## Problem requirements
Could you copy out every one of the entries below word for word, with nothing altered, added, or left out?

## Material for the task
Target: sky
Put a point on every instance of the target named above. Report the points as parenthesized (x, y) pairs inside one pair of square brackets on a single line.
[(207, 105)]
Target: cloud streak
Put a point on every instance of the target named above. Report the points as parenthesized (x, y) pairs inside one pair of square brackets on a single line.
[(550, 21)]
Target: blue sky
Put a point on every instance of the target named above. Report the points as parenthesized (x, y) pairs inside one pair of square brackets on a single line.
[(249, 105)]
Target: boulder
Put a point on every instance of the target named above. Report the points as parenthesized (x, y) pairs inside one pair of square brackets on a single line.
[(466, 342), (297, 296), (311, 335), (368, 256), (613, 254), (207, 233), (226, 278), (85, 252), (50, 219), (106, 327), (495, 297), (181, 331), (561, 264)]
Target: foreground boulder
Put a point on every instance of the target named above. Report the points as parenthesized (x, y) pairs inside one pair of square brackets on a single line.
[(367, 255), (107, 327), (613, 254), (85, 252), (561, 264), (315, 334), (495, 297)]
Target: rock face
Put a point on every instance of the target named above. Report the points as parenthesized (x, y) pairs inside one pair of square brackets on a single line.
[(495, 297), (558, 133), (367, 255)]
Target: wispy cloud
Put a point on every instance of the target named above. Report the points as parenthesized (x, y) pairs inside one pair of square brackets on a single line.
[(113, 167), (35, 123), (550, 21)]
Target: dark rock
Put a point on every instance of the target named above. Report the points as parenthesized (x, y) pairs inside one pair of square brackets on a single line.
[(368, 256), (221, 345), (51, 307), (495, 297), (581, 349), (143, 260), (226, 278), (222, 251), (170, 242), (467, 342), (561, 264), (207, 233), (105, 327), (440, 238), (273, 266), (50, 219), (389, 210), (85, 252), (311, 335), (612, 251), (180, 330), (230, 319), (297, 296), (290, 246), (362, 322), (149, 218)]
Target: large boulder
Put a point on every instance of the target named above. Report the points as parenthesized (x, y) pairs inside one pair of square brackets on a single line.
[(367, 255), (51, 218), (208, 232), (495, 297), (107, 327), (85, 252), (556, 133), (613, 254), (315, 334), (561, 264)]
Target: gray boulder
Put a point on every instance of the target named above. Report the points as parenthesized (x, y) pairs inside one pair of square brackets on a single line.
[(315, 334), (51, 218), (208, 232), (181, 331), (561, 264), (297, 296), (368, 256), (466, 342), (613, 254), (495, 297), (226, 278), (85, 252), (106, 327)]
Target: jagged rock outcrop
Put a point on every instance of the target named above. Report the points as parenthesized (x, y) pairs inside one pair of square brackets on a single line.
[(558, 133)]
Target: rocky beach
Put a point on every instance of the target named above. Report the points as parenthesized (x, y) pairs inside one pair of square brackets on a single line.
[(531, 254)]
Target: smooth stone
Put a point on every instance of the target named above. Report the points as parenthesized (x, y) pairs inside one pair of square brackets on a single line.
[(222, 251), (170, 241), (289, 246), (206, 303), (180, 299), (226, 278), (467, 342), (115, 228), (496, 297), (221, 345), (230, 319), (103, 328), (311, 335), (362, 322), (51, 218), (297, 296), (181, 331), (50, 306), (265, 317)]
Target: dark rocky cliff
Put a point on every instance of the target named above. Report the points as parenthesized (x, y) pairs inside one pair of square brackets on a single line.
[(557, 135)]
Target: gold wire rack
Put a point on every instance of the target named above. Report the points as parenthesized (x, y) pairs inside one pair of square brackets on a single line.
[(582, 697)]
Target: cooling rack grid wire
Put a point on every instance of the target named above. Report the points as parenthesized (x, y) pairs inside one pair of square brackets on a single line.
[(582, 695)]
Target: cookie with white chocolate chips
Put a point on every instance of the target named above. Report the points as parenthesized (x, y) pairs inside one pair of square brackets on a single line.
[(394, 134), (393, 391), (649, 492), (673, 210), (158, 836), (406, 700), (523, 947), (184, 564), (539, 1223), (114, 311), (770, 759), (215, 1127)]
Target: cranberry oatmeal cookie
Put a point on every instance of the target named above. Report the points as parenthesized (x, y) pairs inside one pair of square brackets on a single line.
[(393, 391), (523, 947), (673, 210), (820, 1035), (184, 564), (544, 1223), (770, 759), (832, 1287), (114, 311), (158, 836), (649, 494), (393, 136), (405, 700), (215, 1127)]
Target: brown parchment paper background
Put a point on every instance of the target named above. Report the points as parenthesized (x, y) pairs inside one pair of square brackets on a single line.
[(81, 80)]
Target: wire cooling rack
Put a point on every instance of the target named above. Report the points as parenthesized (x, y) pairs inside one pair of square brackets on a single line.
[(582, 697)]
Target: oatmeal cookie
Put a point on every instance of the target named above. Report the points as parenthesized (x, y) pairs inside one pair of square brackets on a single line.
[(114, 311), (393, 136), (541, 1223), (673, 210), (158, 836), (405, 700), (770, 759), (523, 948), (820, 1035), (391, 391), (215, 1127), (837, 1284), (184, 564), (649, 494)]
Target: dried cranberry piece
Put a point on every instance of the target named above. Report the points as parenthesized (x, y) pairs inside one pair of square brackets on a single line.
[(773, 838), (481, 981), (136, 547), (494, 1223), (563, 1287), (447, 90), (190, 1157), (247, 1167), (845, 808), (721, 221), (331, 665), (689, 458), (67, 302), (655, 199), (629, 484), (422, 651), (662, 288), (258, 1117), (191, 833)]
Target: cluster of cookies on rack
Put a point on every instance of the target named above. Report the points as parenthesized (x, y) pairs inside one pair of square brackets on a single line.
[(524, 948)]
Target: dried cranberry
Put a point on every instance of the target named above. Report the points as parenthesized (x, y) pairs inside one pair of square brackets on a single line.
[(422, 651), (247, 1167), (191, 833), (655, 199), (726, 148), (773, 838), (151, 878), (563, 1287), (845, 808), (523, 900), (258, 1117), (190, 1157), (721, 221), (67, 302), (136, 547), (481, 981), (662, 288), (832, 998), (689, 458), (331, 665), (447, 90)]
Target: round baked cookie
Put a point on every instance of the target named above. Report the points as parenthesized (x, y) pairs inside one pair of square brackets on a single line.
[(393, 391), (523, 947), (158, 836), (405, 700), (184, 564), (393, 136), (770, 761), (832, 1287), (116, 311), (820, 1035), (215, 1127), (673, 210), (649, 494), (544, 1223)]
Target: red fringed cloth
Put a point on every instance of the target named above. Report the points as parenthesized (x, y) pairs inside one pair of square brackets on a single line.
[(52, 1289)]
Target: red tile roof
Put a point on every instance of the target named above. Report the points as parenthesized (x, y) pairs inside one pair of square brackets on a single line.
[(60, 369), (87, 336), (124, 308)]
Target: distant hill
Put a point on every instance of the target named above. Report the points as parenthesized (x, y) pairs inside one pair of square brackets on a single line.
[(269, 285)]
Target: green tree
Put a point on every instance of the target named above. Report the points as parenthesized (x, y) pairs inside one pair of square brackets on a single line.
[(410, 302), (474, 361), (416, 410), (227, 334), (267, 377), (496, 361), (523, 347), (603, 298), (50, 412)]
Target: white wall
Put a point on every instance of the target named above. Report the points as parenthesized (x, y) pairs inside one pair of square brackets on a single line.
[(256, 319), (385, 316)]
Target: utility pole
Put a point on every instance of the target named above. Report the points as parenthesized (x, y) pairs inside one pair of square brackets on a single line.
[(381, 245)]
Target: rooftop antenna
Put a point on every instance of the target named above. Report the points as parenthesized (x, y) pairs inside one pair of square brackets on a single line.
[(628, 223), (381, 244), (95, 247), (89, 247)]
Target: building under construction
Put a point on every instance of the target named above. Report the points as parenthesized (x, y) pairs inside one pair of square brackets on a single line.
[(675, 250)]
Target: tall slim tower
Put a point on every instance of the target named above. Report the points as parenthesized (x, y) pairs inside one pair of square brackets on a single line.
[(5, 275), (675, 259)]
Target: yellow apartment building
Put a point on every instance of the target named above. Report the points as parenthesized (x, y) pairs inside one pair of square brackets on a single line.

## Answer for the task
Target: sky
Put a point on every instance of the target named above. Report the points as parenthesized (x, y) pairs inside one pair of square brackets on a single line.
[(207, 105)]
Target: cloud streak
Put a point on every instance of the target named above. Report the points as parenthesized (x, y) pairs inside one pair of square brackets on a single line.
[(550, 21)]
Target: blue sky
Put a point on every instance of the target named above. Report the points as parenthesized (x, y) pairs inside one pair of square brackets on a single line.
[(249, 105)]
Target: boulder
Put a point on every instance of the target named above. Report the points as parenthesized (x, y) pairs inside one pair of square brackets on a single line.
[(466, 342), (297, 296), (311, 335), (368, 256), (613, 254), (207, 233), (226, 278), (85, 252), (50, 219), (106, 327), (495, 297), (181, 331), (561, 264)]
Target: foreground boulder
Put a point on every instance of the target named above. Report the points as parenthesized (x, y) pairs inside one pair of square brackets on a single line.
[(367, 255), (107, 327), (613, 254), (85, 252), (561, 264), (315, 334), (495, 297)]
Target: rock face
Put a point on every instance of the target named above. Report the points as parenthesized (x, y) pairs inside one pair of square brackets on a single line.
[(495, 297), (558, 133), (367, 255)]
Target: wispy cloud
Put a point on every instance of the target named above. Report the points as parenthesized (x, y) pairs inside one pair of square brackets on a single line.
[(113, 167), (35, 123), (550, 21)]
Target: dark rock
Put a point on every instance of the target named above. Report the points as parenthesized (x, y) pairs inside one pair of square brackets on a single line.
[(368, 256), (221, 345), (51, 307), (495, 297), (581, 349), (143, 260), (226, 278), (222, 251), (170, 242), (467, 342), (561, 264), (207, 233), (105, 327), (440, 238), (273, 266), (50, 219), (389, 210), (85, 252), (311, 335), (612, 251), (180, 330), (230, 319), (297, 296), (290, 246), (362, 322), (149, 218)]
Target: large boulder
Put a point on every instance of the target named above. Report the points as parenthesized (x, y) pairs inside one pair of square brackets on a single line.
[(367, 255), (51, 218), (208, 232), (495, 297), (107, 327), (85, 252), (556, 133), (613, 254), (315, 334), (561, 264)]
Target: gray boulder
Put a point on every instance of the target named above. Report the points as parenthesized (x, y) pairs inside one pair of square brackets on a single line.
[(315, 334), (51, 218), (208, 232), (181, 331), (561, 264), (297, 296), (368, 256), (466, 342), (613, 254), (495, 297), (226, 278), (85, 252), (106, 327)]
Target: jagged rock outcrop
Put a point on every instance of the target named above. Report the points as parenthesized (x, y) pairs inside one pair of square brackets on a single line.
[(558, 133)]
Target: rocky beach
Put a point on every instance of the target named above. Report the points as parenthesized (x, y) pairs inside one pair of square brackets on a single line.
[(531, 254)]
Target: smooth stone
Put a point on every instance of the target named above. Report the points as parenthesized (x, y) pairs inside one pair of square brackets on a single line.
[(222, 251), (170, 241), (289, 246), (206, 303), (180, 299), (226, 278), (467, 342), (115, 228), (496, 297), (221, 345), (230, 319), (103, 328), (311, 335), (362, 322), (51, 218), (297, 296), (181, 331), (50, 306), (265, 317)]
Target: dark rocky cliff
Put a point on every instance of the target named above. Report the points as parenthesized (x, y) pairs inside one pair of square brackets on a single line.
[(557, 135)]
Target: gold wire rack
Put a point on every instance of the target named above. Report the points as parenthesized (x, y) pairs inside one pair of square brackets on a single line.
[(582, 697)]
Target: cooling rack grid wire
Put a point on every instance of the target named above. Report the points as parenthesized (x, y) pairs inside one pair of square brackets on a single line.
[(582, 695)]
Target: cookie with white chocolate chips
Put a point on every instance of the target named above. Report the points as parenthesized (x, y) pairs inside one pair of square brackets on a single line.
[(394, 134), (393, 391), (649, 492), (673, 210), (158, 836), (406, 700), (523, 947), (184, 564), (539, 1223), (114, 311), (770, 759), (215, 1127)]
Target: cranberry oatmeal cookie
Put a point on every instance of the target named above. Report the points as parenthesized (x, y) pairs inside one pair of square brackets on a single line.
[(393, 391), (523, 947), (673, 210), (820, 1035), (184, 564), (544, 1223), (770, 759), (832, 1287), (114, 311), (158, 836), (649, 494), (393, 136), (405, 700), (215, 1127)]
Target: brown parchment paper background
Put a point on every instance of the target named above. Report the points as parenthesized (x, y) pairs inside one pair of square brackets on a single line.
[(81, 80)]
Target: wire cooling rack
Put a point on every instance of the target named above. Report the points as parenthesized (x, y) pairs inside one pair of square brackets on a single line.
[(582, 697)]
Target: oatmeal cookie
Put a point on every instance of the target named above. Report the points as parenthesized (x, y) pairs inside one pair of square brackets on a single line.
[(114, 311), (393, 136), (541, 1223), (673, 210), (158, 836), (405, 700), (770, 759), (523, 948), (820, 1035), (391, 391), (215, 1127), (837, 1284), (184, 564), (649, 494)]
Target: dried cranberry piece
Put a point on every instance of the target named above. Report the points as parenthesized (x, y) pairs inside one pair of square brackets on a single line.
[(773, 838), (481, 981), (136, 547), (494, 1223), (563, 1287), (447, 90), (190, 1157), (247, 1167), (845, 808), (721, 221), (331, 665), (689, 458), (67, 302), (655, 199), (629, 484), (422, 651), (662, 288), (258, 1117), (191, 833)]
Target: cluster of cookies on rack
Put a point on every instance of the target named above. Report the points as parenthesized (x, y) pairs inside one pair of square brackets on a single line.
[(524, 948)]
Target: dried cranberry
Put a point on every instance of the target named above. Report the points as parenthesized (x, y) pairs inside one pair of square brackets on a single line.
[(422, 651), (247, 1167), (191, 833), (655, 199), (726, 148), (773, 838), (151, 878), (563, 1287), (845, 808), (523, 900), (258, 1117), (190, 1157), (721, 221), (67, 302), (136, 547), (481, 981), (662, 288), (832, 998), (689, 458), (331, 665), (447, 90)]
Target: round baked cookie
Put a point on every instance of the target named above. Report the points as parenthesized (x, y) pairs inside one pair of square brackets on a single line.
[(393, 391), (523, 947), (158, 836), (405, 700), (184, 564), (393, 136), (770, 761), (832, 1287), (116, 311), (820, 1035), (215, 1127), (673, 210), (649, 494), (544, 1223)]
Target: red fringed cloth
Put a point on every instance of the target named above. Report the points as parenthesized (x, y) pairs inside one pair of square brackets on a single line.
[(52, 1289)]
Target: red tile roof
Put a point on every instance of the target named above. Report the points as parenthesized (x, y) pairs inside one pair of square brackets on a single line.
[(60, 369), (87, 336), (124, 308)]
Target: distant hill
Put a point on every instance of the target named above. Report the points as parenthesized (x, y) pairs inside one pair of square brackets on a single line.
[(269, 285)]
Target: green tree
Put a point on every instance of the target named above. Report the points as parenthesized (x, y) pairs inside one pair of square brackets on a single line.
[(410, 302), (474, 361), (416, 410), (227, 334), (267, 377), (496, 361), (523, 347), (603, 298), (50, 412)]
Target: white wall
Put a point on every instance of the target named above. Report the points as parenthesized (x, y) pairs inside one pair of square brackets on a single line.
[(256, 319), (385, 316)]
Target: utility pole
Put a point on every instance of the target named above. Report the points as parenthesized (x, y) pairs inside one pair of square brackets on a single line.
[(381, 245)]
Target: rooftop antenna
Put a point on every instance of the target named above. Report the points as parenthesized (x, y) pairs inside one pair of square brackets on a single line.
[(628, 223), (381, 244), (95, 247), (89, 247)]
Target: building under construction
Put a point on every instance of the target named above. Report the points as parenthesized (x, y) pairs inside one pair of square brackets on a single line.
[(675, 250)]
Target: tall slim tower
Put a point on every instance of the target named above. Report the points as parenthesized (x, y) pairs inside one pair of square brackets on a single line.
[(5, 275), (675, 259)]
Target: yellow apartment building
Put a point on every instance of the target named above. Report the points as parenthesized (x, y) pairs inside one pair of square brackets on a single line.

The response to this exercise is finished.